**** TEXTE EXTRAIT

Après l'extravagant qui voit grand et qui ne manque pas d'airs dans sa tête, voici l'oeuvrier découvreur et ouvreur de fenêtre :
"Ouvrir des fenêtres, écarter des carcans, c'est le plus beau rôle de l'artiste."
Fermez la porte et ouvrez vos esgourdes :
"J'écoutais du jazz dans ma chambre. Mes parents entraient et me disaient :
- Qu'est-ce que c'est que cette musique de nègre ?
Tu pourrais arrêter de faire du bruit !
Maintenant, sur scène, on entend les rappeurs dire au public :
- Faites du bruit !!!
Ce décalage, cela me fait tout drôle !"
"L'humour dédramatise et fait respirer mieux."
"L'humour et l'amour sont les armes des gens sans armes."
"La musique, c'est ce qui fait le lien, ce qui nous connecte avec les autres."
Avant de partir à l'étranger, apprenez donc la langue et la musique du pays visité et pendant le séjour, allez d'abord à la rencontre de "l'original Pierrot du coin dans son quotidien", puis dans un second temps, découvrez "la vieille pierre qui vous en bouche un coin".




Sur scène, Higelin était un orateur éloquent.
Ce trublion troubadour se lançait sans complexe dans de longs soliloques parsemés de digressions, d'embardées lyriques et de fulgurances poétiques !
Il avait du bagout de bon goût cet éclectique excentrique qui disposait d'une "solide dose intérieure de plaisir de vivre".
Sous influence jazzy fantaisie, sa musique entrainante et vivante se situait parfois entre Trenet et Vian,  C'était un expert en phrases et en phrasés jazz, sans emphase mais souvent bien en phase avec l'humain.
Il n'hésitait pas à parler de la vieillesse :
"J'aime bien ma vieillardise."
"Jusqu'à 50 ans, on est jeune et beau. Après, on est beau !"
Et de la mort :
"La mort, ce n'est désagréable que pour ceux qui restent."
Sa première chanson enregistrée a pour titre "Je suis mort, qui dit mieux ?"
Et après, au temps de l'enterrement, quelle ambiance installer ?
Cela dépend de l'esprit de chacun. Prenons deux chanteurs récemment disparus : le défunt défait Johnny Halliday et le défunt dauphin Jacques Higelin.
Le premier, tristounet, a eu des obsèques dans la "communion nationale", le second, joyeux luron, a été enterré dans la joie. Halliday est couché dans un cimetière tropical bien loin des siens, Higelin est assis à Paris, à l'aise au Père-Lachaise. De toute manière, comme le disait si bien Cocteau :
"Le vrai tombeau des morts, c'est le cœur des vivants."
Tiens ! un autre chat (lire "Higelin l'enchanteur") passe et pense aussi à ceux qui trépassent.

********

**CONSIGNE 1:** D'après le texte sur Higelin, quel est le titre de sa première chanson enregistrée ?
**CONSIGNE 2:** Dans le texte sur Higelin, expliquez pourquoi le décalage dont parle la phrase « Ce décalage, cela me fait tout drôle ! » produit cet effet sur la personne qui parle.
Les enregistrements ne servent pas à ce travail.

**** DONNÉES BRUTES

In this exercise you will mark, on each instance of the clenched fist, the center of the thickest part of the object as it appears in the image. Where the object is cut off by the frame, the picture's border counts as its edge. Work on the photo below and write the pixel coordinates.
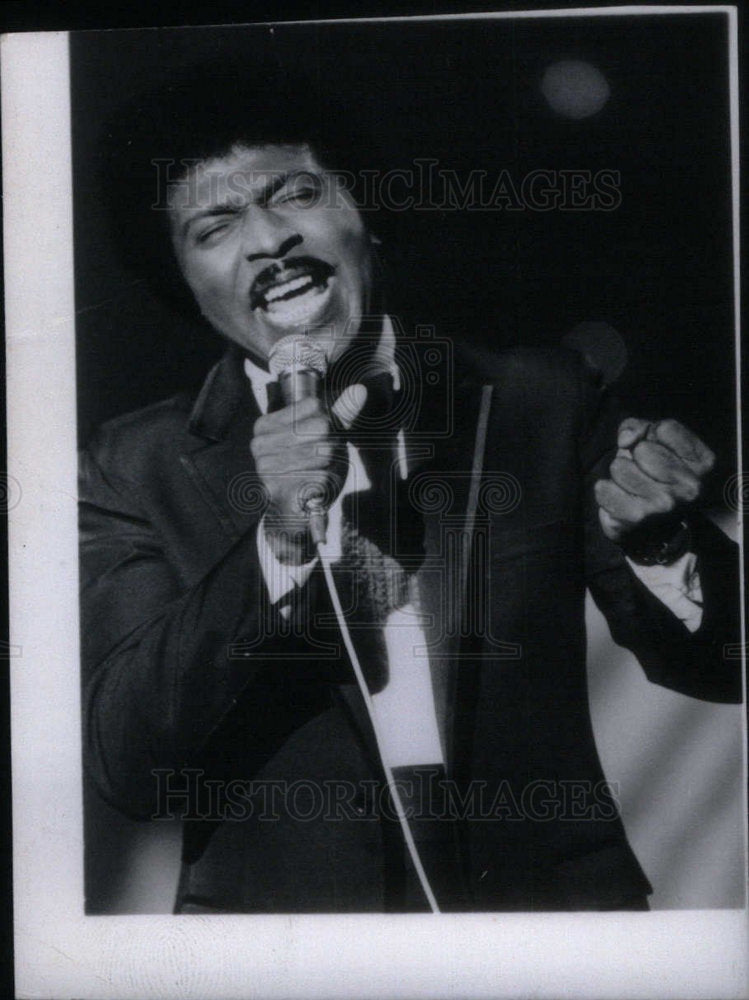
(298, 458)
(658, 468)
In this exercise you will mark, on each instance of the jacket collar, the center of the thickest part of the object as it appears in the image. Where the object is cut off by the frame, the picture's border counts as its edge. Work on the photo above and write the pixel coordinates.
(226, 396)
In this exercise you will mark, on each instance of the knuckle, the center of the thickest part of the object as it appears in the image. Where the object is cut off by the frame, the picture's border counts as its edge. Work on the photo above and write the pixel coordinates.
(669, 425)
(665, 501)
(317, 426)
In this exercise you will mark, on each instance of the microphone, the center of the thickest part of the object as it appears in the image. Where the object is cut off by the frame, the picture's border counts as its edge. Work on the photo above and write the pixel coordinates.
(300, 365)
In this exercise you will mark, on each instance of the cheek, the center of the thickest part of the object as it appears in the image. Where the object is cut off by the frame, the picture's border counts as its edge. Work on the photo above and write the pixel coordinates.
(209, 284)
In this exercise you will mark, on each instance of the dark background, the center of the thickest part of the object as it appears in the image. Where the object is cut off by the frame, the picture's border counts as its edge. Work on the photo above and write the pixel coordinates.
(658, 268)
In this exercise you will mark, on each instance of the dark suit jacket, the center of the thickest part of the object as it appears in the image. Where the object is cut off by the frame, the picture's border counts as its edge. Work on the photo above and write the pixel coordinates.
(190, 676)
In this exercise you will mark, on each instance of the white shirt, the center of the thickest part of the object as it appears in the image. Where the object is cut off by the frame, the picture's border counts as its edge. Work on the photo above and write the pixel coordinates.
(405, 706)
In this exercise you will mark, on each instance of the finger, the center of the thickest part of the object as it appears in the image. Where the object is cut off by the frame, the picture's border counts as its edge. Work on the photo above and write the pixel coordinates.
(289, 415)
(349, 404)
(627, 474)
(631, 431)
(297, 459)
(613, 528)
(663, 465)
(622, 505)
(307, 432)
(685, 444)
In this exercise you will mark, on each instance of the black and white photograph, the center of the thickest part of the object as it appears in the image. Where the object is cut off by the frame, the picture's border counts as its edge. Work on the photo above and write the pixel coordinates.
(399, 589)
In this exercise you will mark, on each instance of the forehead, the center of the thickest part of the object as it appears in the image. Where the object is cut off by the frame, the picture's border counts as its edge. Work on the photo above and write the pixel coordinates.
(239, 176)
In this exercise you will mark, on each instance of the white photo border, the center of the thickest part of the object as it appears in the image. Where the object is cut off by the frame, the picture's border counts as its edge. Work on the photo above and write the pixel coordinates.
(60, 952)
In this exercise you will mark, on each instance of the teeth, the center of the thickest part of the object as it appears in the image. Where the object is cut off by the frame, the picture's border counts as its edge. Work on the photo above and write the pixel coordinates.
(300, 309)
(278, 291)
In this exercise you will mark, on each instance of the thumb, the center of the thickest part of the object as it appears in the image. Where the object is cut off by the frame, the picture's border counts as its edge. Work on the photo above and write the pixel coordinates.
(349, 404)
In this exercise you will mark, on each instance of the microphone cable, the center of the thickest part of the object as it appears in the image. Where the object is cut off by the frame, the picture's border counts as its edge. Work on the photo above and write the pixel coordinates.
(372, 712)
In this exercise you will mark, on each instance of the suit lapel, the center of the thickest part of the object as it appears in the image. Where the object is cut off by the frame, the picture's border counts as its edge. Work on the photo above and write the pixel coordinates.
(219, 463)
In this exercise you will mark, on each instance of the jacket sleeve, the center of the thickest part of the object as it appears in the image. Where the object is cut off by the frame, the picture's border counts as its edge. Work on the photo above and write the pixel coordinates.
(163, 664)
(705, 663)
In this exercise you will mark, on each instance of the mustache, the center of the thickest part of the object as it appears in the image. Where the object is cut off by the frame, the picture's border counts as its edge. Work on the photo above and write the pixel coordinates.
(278, 273)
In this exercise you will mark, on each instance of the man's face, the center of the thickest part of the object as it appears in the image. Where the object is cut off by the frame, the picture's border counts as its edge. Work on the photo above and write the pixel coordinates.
(269, 246)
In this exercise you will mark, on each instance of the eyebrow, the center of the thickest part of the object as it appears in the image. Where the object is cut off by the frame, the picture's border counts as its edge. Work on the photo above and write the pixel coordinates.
(231, 208)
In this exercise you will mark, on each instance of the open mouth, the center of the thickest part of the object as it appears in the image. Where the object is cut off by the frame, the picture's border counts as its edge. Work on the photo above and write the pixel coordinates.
(292, 292)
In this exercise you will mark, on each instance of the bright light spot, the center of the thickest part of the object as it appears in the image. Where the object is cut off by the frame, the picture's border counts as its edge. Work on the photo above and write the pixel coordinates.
(575, 89)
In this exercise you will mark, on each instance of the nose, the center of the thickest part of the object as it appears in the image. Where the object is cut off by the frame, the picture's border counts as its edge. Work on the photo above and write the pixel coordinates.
(266, 235)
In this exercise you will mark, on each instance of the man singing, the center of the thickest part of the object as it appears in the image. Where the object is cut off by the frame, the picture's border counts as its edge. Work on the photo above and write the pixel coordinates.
(218, 685)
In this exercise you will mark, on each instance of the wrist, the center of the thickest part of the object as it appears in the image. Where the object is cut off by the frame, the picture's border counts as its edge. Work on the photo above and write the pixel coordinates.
(660, 541)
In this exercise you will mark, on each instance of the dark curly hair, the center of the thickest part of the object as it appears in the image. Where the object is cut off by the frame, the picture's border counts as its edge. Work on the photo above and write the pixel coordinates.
(200, 114)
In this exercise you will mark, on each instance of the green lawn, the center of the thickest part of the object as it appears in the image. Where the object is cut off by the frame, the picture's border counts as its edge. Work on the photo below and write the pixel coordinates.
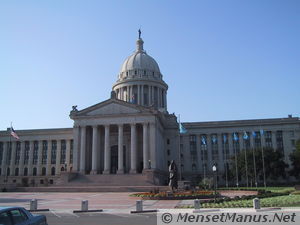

********

**RÉPONSE RÉDIGÉE 1:** « Je suis mort, qui dit mieux ? »

**RÉPONSE RÉDIGÉE 2:** Autrefois, quand cette personne écoutait du jazz dans sa chambre, ses parents entraient et lui demandaient d'arrêter de faire du bruit. Aujourd'hui, sur scène, les rappeurs crient au public « Faites du bruit !!! ». Le contraste entre ces deux attitudes face au bruit lui fait tout drôle.